▶ Aufgabe a: An welchen Tagen soll der Semstwo-Kongress laut dem Text über den Kongress stattfinden?

===== Vorliegender Text =====

Die Bekanntmachung über den Land- bzw. Semstwo-Kongress wurde sehr frühzeitig veröffentlich, schließlich ist die eigentliche Veranstaltung erst für den 22. und 23. Mai dieses Jahres geplant. (Semstwo bedeutet Landstand oder Landschaftsvertretung und bezeichnete lokale Selbstverwaltungseinheiten auf Kreis- und Gouvernementsebene im Russischen Kaiserreich, die 1864 im Zuge liberaler Reformen unter Zar Alexander II. eingeführt wurden.) Allem nach zu urteilen ist dies getan worden, um rechtzeitig zu verstehen, wie die Haltung seitens der Offiziellen zu dieser Veranstaltung ausfallen wird.
Wenn in der „Hauptstadt der russischen Demokratie“ (Nowgorod, wo Ende des 11. Jahrhunderts eine Selbstverwaltung durch den dortigen Fürsten eingeführt wurde – Anmerkung der Redaktion) begonnen wird, unüberwindliche Behinderungen zu schaffen, kann man den Versuch unternehmen, sich noch irgendwo zusammenzufinden. Denn das Problem besteht darin, dass für den Landkongress gerade das Datum und nicht der Ort eine Schlüsselbedeutung besitzt. Ende Mai ist gerade der unmittelbare Vorabend der Wahlkampagne. Und dem nach zu urteilen, mit was für Worten die Ankündigung des bevorstehenden Zusammentreffens der Lokalpolitiker formuliert worden ist, soll es gerade zu einem politischen Ereignis werden.
„Das autoritäre Regime Putins räumt den Kommunen eine dekorative, wenig bedeutsame Rolle ein. Die Herrschenden fürchten eine Vereinigung der Menschen für die Lösung der ihnen nahestehenden Probleme und versuchen auf jegliche Weise, die örtliche Selbstverwaltung in die staatliche Vertikale einzubauen und sie zu einem Schräubchen des Systems zu machen“, erklärte Anna Tscherepanowa, die Hauptorganisatorin des Kongresses und Chefin der Nowgoroder Regionalabteilung der „Jabloko“-Partei. Die Abgeordnete der Duma von Welikij Nowgorod unterstreicht dabei, dass dies den Herrschenden wohl kaum gelingen werde, solange es in Russland „hunderte unabhängige kommunale Abgeordnete, die ihre Meinung haben und die Interessen der Wähler verteidigen“, gebe.

===== Aufgabenmaterial =====

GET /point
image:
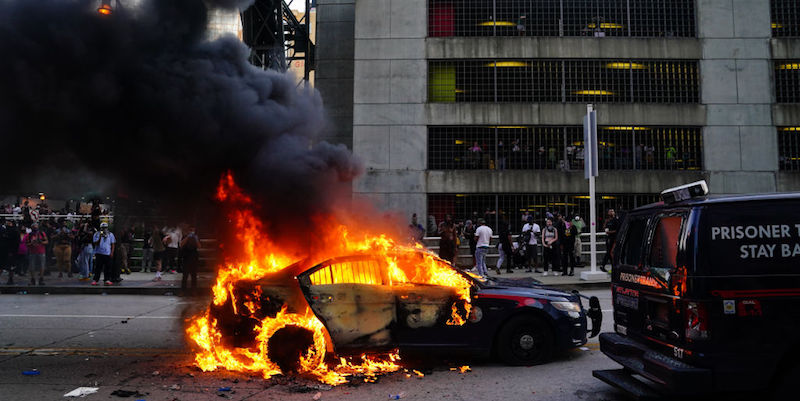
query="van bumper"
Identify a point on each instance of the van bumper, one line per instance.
(666, 375)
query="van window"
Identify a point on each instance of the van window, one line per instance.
(631, 254)
(664, 246)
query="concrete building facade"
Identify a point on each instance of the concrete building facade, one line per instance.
(379, 69)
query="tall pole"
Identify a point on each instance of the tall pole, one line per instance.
(591, 171)
(592, 196)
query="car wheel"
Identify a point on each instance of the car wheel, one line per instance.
(525, 340)
(786, 386)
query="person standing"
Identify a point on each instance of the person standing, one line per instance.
(505, 247)
(125, 249)
(469, 234)
(447, 240)
(415, 230)
(159, 251)
(550, 244)
(86, 251)
(172, 241)
(5, 249)
(36, 242)
(104, 244)
(63, 250)
(483, 235)
(191, 258)
(610, 226)
(529, 233)
(568, 249)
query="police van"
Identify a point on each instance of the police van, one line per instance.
(706, 296)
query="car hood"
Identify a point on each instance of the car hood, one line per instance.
(528, 288)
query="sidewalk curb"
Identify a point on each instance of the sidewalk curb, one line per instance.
(102, 290)
(176, 290)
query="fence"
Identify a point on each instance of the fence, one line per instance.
(464, 258)
(563, 81)
(597, 18)
(561, 148)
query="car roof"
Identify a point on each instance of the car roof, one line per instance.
(720, 199)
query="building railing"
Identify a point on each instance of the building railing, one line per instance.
(432, 243)
(592, 18)
(561, 148)
(72, 217)
(563, 81)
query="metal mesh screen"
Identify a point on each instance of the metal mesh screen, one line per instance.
(785, 18)
(789, 148)
(597, 18)
(563, 81)
(787, 81)
(561, 148)
(492, 206)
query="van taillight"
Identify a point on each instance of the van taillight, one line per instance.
(696, 321)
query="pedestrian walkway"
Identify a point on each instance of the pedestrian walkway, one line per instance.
(134, 283)
(143, 284)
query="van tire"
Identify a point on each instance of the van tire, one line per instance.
(785, 387)
(525, 341)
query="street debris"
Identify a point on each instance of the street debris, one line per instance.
(81, 392)
(126, 393)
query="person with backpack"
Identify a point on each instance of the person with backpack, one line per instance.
(530, 231)
(550, 252)
(568, 249)
(36, 242)
(190, 256)
(505, 247)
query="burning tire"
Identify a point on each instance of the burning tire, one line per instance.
(287, 345)
(525, 340)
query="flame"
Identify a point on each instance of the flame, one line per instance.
(262, 256)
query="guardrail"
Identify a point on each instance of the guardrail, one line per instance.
(432, 243)
(52, 216)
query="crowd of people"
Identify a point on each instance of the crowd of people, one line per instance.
(552, 247)
(73, 244)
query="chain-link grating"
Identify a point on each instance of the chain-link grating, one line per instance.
(563, 81)
(593, 18)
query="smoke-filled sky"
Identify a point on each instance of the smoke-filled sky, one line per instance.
(141, 101)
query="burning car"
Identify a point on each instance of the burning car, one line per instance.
(361, 297)
(367, 303)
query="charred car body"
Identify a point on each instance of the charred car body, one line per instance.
(706, 295)
(363, 312)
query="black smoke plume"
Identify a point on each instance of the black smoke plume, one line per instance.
(141, 99)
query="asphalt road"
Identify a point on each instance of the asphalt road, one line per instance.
(136, 343)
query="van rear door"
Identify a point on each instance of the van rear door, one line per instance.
(648, 279)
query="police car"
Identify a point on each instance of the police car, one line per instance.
(706, 296)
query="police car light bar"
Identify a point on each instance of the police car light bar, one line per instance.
(684, 192)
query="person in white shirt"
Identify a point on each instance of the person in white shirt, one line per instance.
(482, 235)
(531, 230)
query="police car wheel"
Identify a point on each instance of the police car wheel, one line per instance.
(785, 387)
(525, 340)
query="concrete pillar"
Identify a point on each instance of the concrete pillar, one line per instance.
(334, 67)
(389, 95)
(740, 140)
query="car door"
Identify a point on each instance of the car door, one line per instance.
(351, 296)
(425, 311)
(645, 299)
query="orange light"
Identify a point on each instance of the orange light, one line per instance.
(105, 8)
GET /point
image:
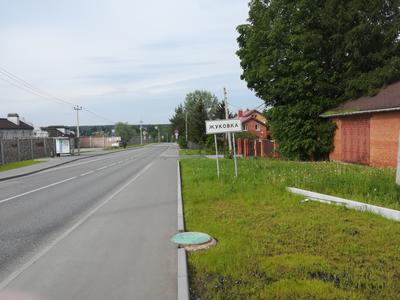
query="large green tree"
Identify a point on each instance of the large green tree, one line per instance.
(198, 106)
(125, 131)
(306, 56)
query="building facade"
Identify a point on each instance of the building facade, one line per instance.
(368, 129)
(255, 123)
(12, 127)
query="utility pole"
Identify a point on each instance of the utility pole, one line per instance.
(227, 117)
(78, 108)
(186, 124)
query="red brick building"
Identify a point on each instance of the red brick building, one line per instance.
(254, 122)
(368, 129)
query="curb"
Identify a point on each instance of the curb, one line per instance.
(60, 164)
(183, 278)
(181, 221)
(387, 213)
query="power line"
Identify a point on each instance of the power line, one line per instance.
(29, 87)
(20, 83)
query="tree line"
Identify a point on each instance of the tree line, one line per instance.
(197, 107)
(305, 57)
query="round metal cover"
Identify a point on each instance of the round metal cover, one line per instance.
(191, 238)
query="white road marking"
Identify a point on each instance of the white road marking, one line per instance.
(66, 233)
(87, 173)
(38, 189)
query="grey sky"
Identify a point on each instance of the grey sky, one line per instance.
(126, 60)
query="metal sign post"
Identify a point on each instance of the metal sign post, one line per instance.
(224, 126)
(234, 153)
(216, 153)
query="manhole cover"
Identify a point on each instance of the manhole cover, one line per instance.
(192, 241)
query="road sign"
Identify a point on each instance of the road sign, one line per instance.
(222, 126)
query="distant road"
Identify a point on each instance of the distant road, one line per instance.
(93, 229)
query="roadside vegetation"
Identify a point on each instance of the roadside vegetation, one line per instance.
(273, 246)
(18, 164)
(196, 152)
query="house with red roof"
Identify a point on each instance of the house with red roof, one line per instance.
(12, 127)
(255, 123)
(368, 128)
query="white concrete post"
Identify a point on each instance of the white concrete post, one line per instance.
(18, 150)
(45, 147)
(398, 163)
(2, 151)
(31, 139)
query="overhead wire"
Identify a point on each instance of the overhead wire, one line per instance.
(20, 83)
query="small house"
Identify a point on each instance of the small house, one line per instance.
(12, 127)
(254, 122)
(368, 128)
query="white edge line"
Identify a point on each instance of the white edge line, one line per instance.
(181, 222)
(87, 173)
(18, 272)
(182, 278)
(38, 189)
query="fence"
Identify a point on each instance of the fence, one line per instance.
(256, 148)
(12, 150)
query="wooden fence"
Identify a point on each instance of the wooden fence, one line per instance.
(256, 148)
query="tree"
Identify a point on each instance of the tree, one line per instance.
(178, 122)
(307, 56)
(125, 131)
(219, 112)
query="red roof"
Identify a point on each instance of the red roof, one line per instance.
(6, 124)
(387, 99)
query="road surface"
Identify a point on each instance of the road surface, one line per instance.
(93, 229)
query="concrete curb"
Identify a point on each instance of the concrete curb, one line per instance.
(60, 164)
(387, 213)
(181, 221)
(183, 278)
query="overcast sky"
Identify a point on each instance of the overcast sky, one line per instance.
(126, 60)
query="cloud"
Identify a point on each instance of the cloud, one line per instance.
(127, 60)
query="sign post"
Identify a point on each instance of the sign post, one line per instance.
(234, 153)
(216, 153)
(224, 126)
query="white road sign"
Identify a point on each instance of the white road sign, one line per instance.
(222, 126)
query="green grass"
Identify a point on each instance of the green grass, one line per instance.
(195, 152)
(272, 246)
(18, 164)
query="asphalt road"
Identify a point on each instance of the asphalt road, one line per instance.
(94, 229)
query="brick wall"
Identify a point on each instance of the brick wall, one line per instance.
(336, 154)
(384, 135)
(384, 129)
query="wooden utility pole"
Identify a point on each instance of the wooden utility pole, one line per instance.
(227, 117)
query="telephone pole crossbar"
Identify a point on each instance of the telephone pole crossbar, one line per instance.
(78, 108)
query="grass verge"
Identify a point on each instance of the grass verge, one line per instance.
(18, 164)
(196, 152)
(272, 246)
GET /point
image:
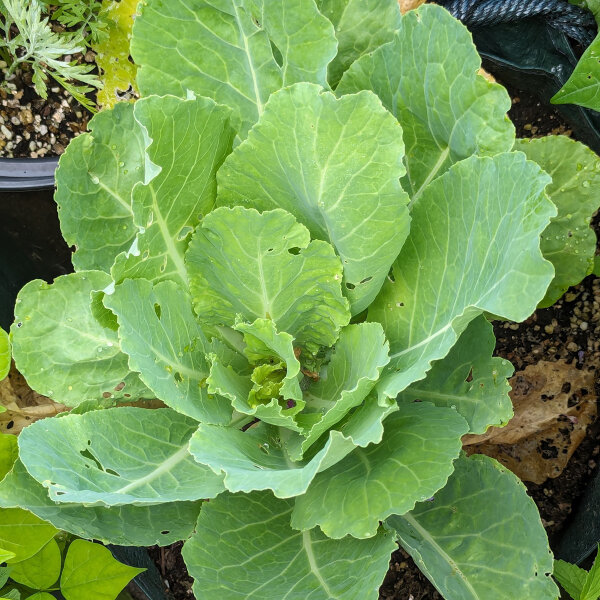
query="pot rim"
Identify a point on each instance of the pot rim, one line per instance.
(27, 174)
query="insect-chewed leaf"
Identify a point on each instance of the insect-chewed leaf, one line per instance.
(335, 165)
(253, 265)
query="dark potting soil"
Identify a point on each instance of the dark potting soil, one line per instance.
(30, 126)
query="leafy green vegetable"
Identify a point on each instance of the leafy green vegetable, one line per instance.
(444, 536)
(4, 354)
(268, 562)
(263, 257)
(577, 582)
(569, 242)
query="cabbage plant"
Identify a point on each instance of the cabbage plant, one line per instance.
(286, 253)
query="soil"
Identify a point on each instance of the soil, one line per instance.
(567, 331)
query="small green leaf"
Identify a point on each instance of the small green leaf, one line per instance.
(412, 462)
(583, 86)
(248, 540)
(360, 27)
(41, 570)
(112, 50)
(6, 555)
(469, 379)
(90, 571)
(22, 533)
(569, 242)
(335, 165)
(480, 537)
(153, 464)
(9, 451)
(4, 354)
(166, 345)
(264, 266)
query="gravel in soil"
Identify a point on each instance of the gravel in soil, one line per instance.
(30, 126)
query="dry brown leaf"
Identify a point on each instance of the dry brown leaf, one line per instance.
(554, 402)
(23, 405)
(406, 5)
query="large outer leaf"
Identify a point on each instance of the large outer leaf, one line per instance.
(481, 537)
(569, 242)
(4, 354)
(360, 26)
(335, 165)
(244, 263)
(473, 247)
(359, 356)
(152, 464)
(222, 49)
(128, 525)
(60, 347)
(188, 141)
(93, 188)
(412, 462)
(469, 380)
(244, 547)
(427, 77)
(163, 339)
(583, 86)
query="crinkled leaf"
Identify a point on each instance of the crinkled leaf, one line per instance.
(60, 347)
(447, 111)
(223, 49)
(112, 50)
(469, 380)
(335, 165)
(473, 247)
(257, 459)
(4, 354)
(90, 571)
(583, 86)
(571, 578)
(360, 27)
(243, 263)
(153, 464)
(360, 355)
(480, 537)
(413, 461)
(128, 525)
(93, 188)
(569, 242)
(187, 142)
(41, 570)
(165, 343)
(248, 541)
(266, 345)
(22, 533)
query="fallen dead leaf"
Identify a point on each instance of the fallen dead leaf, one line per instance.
(406, 5)
(554, 403)
(23, 405)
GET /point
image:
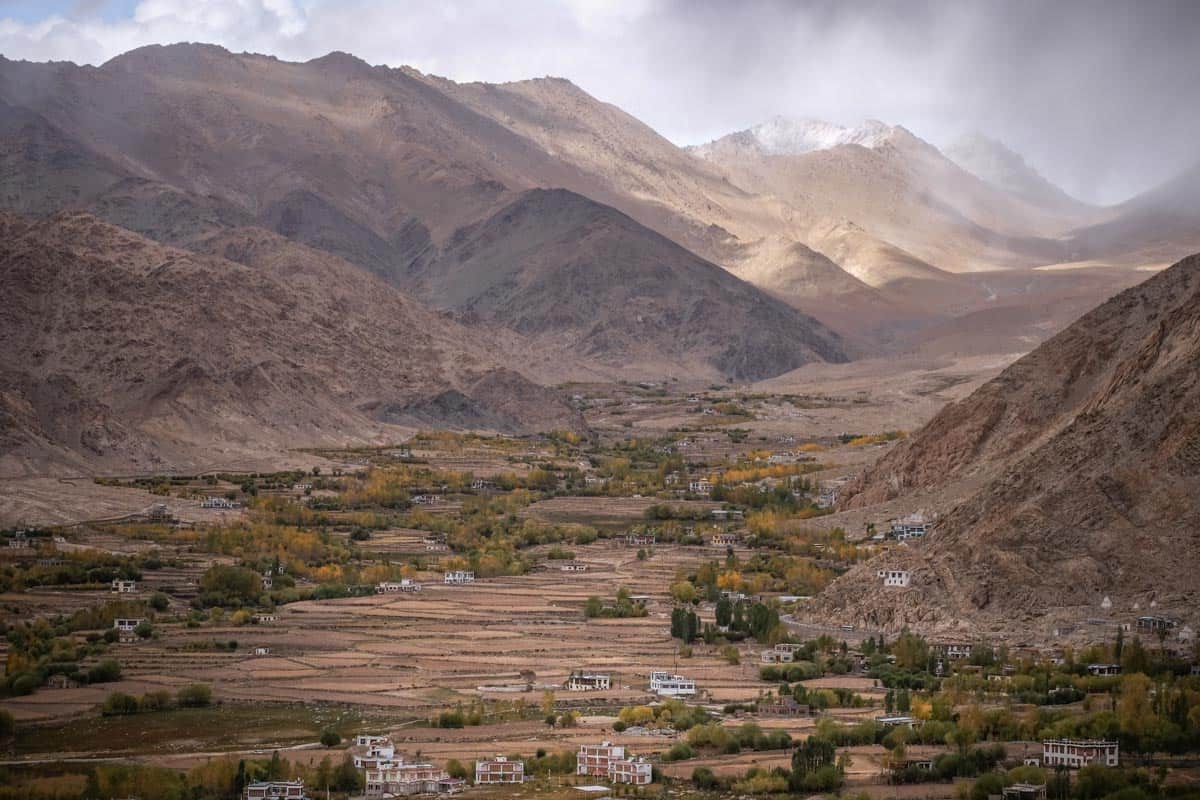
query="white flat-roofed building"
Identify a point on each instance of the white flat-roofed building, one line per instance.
(588, 681)
(217, 503)
(895, 577)
(275, 791)
(394, 587)
(402, 779)
(1074, 753)
(664, 684)
(912, 527)
(594, 759)
(634, 770)
(499, 770)
(897, 721)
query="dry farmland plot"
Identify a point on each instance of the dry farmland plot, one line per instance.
(413, 655)
(603, 511)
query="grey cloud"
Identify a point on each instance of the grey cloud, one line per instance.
(1102, 96)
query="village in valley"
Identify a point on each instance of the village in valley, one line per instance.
(621, 613)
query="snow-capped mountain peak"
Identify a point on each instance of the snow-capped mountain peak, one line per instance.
(781, 136)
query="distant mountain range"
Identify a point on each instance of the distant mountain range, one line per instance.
(541, 221)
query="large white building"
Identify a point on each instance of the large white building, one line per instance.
(275, 791)
(911, 527)
(588, 681)
(499, 770)
(402, 585)
(1074, 753)
(611, 762)
(667, 685)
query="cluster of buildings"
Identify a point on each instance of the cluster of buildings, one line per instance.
(389, 774)
(611, 762)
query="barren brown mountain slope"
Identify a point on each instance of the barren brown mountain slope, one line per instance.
(559, 268)
(391, 172)
(126, 354)
(859, 208)
(1153, 228)
(1089, 456)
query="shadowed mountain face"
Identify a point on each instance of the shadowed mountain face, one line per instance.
(1087, 456)
(123, 353)
(555, 264)
(391, 172)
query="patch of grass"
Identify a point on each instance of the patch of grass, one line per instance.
(221, 727)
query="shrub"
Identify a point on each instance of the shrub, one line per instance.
(195, 696)
(23, 684)
(106, 672)
(678, 752)
(703, 779)
(157, 701)
(119, 703)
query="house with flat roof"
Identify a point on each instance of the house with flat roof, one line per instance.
(405, 585)
(217, 503)
(588, 681)
(402, 779)
(499, 770)
(667, 685)
(275, 791)
(894, 721)
(1075, 753)
(895, 577)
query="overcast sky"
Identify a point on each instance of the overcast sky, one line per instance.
(1101, 96)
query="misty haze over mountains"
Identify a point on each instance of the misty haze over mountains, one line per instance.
(546, 222)
(847, 337)
(1101, 97)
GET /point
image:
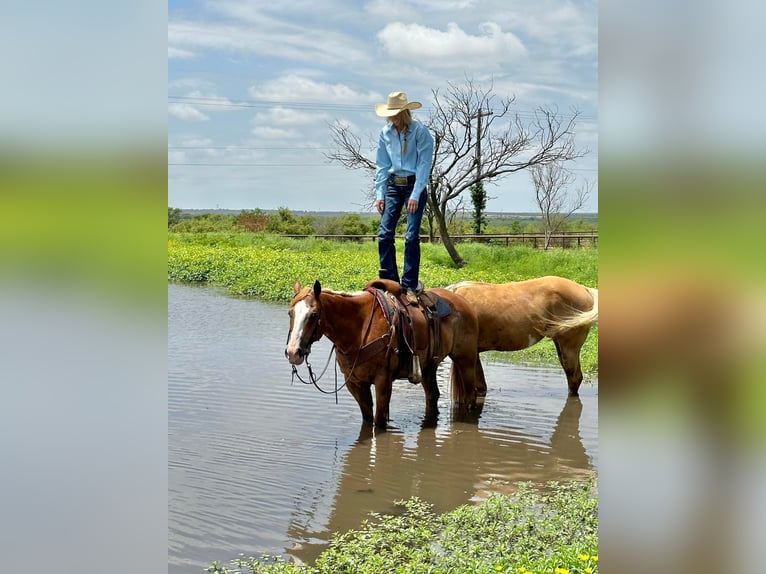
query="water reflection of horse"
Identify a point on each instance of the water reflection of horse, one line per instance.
(514, 316)
(365, 329)
(446, 467)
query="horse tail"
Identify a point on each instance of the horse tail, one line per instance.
(557, 325)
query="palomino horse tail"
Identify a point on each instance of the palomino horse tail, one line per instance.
(558, 325)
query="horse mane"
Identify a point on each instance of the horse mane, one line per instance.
(455, 286)
(342, 293)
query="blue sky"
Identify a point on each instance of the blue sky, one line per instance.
(254, 86)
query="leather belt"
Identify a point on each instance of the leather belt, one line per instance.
(402, 180)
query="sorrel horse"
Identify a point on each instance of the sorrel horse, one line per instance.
(514, 316)
(366, 329)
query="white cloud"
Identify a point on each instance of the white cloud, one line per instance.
(186, 112)
(180, 54)
(282, 116)
(266, 132)
(298, 88)
(452, 47)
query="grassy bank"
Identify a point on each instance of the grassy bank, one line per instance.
(551, 532)
(265, 267)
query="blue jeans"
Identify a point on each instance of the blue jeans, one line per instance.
(396, 199)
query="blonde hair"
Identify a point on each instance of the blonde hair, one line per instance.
(406, 116)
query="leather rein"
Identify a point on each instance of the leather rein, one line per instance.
(364, 352)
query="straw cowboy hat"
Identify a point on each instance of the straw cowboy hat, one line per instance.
(397, 101)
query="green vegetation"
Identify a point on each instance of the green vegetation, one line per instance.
(284, 222)
(266, 266)
(552, 531)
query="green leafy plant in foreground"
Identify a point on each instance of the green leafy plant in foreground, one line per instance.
(550, 530)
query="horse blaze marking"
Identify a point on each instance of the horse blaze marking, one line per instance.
(300, 316)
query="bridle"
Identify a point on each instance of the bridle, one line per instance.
(313, 379)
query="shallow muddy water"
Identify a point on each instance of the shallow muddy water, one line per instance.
(260, 464)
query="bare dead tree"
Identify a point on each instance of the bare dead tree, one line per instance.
(551, 182)
(507, 144)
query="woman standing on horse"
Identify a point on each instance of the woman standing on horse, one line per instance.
(403, 166)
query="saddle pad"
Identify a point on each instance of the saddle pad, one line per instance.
(432, 302)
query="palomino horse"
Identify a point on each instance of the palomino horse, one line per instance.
(514, 316)
(366, 330)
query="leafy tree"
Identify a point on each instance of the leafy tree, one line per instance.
(284, 222)
(206, 223)
(476, 139)
(252, 220)
(174, 216)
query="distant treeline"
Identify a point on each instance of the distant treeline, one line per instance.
(285, 222)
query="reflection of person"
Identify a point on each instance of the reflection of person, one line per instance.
(404, 159)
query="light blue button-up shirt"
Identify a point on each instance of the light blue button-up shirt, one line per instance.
(416, 160)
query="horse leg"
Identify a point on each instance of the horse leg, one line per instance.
(481, 381)
(431, 390)
(382, 400)
(361, 392)
(464, 379)
(568, 347)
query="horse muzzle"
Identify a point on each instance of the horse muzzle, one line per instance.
(296, 354)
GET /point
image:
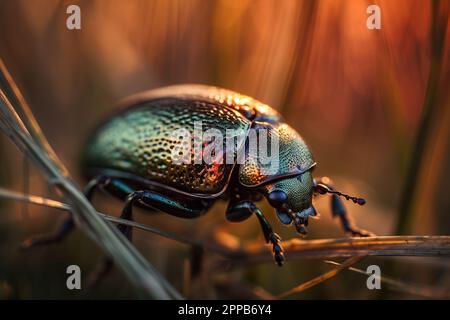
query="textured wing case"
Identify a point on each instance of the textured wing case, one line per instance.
(139, 140)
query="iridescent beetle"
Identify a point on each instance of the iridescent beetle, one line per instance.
(130, 156)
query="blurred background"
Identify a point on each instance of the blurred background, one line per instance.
(373, 105)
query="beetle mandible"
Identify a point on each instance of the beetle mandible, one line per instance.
(129, 156)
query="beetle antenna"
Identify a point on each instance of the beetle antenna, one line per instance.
(322, 189)
(357, 200)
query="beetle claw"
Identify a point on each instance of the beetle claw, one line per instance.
(277, 249)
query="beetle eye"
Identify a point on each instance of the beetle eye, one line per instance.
(277, 198)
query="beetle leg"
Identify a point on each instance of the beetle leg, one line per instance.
(241, 210)
(338, 210)
(68, 224)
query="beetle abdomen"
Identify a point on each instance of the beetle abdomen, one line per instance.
(139, 140)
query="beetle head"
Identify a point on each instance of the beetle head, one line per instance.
(292, 199)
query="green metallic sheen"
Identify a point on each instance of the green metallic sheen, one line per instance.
(138, 139)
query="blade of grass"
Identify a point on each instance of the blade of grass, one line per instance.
(318, 280)
(423, 291)
(144, 277)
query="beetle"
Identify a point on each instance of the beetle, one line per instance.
(130, 156)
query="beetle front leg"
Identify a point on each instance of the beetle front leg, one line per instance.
(323, 186)
(68, 225)
(241, 210)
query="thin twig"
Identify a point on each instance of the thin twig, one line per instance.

=====

▶ Aufgabe b: Liste aus den Zeilen oben jede auf, in der die Zeichenfolge „peak“ vorkommt. Groß- und Kleinschreibung ist dabei zu beachten.

▶ Vollständige Ausgabe a: Am 22. und 23. Mai dieses Jahres.

▶ Vollständige Ausgabe b:
query="snow-capped mountain peak"
Identify a point on each instance of the snow-capped mountain peak, one line per instance.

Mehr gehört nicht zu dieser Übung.